*Text section*:
Iterate over rows in a dataframe in Pandas
Pandas
import modules
import pandas as pd
import numpy as np
create dummy dataframe
raw_data = {'name': ['Willard Morris', 'Al Jennings', 'Omar Mullins', 'Spencer McDaniel'],
'age': [20, 19, 22, 21],
'favorite_color': ['blue', 'red', 'yellow', "green"],
'grade': [88, 92, 95, 70]}
df = pd.DataFrame(raw_data, columns = ['name', 'age', 'favorite_color', 'grade'])
df
name | age | favorite_color | grade | |
---|---|---|---|---|
0 | Willard Morris | 20 | blue | 88 |
1 | Al Jennings | 19 | red | 92 |
2 | Omar Mullins | 22 | yellow | 95 |
3 | Spencer McDaniel | 21 | green | 70 |
Iterate over rows in Pandas dataframe
Using iterrows:
for index, row in df.iterrows():
print (row["name"], row["age"])
Willard Morris 20
Al Jennings 19
Omar Mullins 22
Spencer McDaniel 21
Using itertuples:
for row in df.itertuples(index=True, name='Pandas'):
print (getattr(row, "name"), getattr(row, "age"))

*Stored data*:

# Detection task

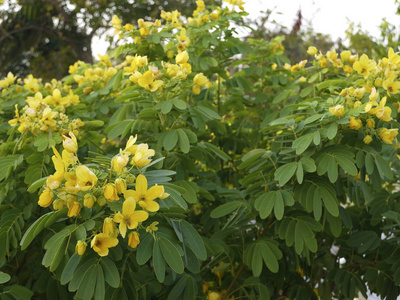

*Exercise instructions*:
1. Please list every person's name in the dummy dataframe built in the pandas tutorial above.
2. According to the pandas tutorial, what is Al Jennings's favorite color?
3. Carry on with the pandas tutorial, starting after its last line.

*Results in order*:
1. Willard Morris, Al Jennings, Omar Mullins, Spencer McDaniel

2. Red

3.
Willard Morris 20 Al Jennings 19 Omar Mullins 22 Spencer McDaniel 21
If you wish to modify the rows you're iterating over, then df.apply is preferred:
def valuation_formula(x):
return x * 0.5
df['age_half'] = df.apply(lambda row: valuation_formula(row['age']), axis=1)
df.head()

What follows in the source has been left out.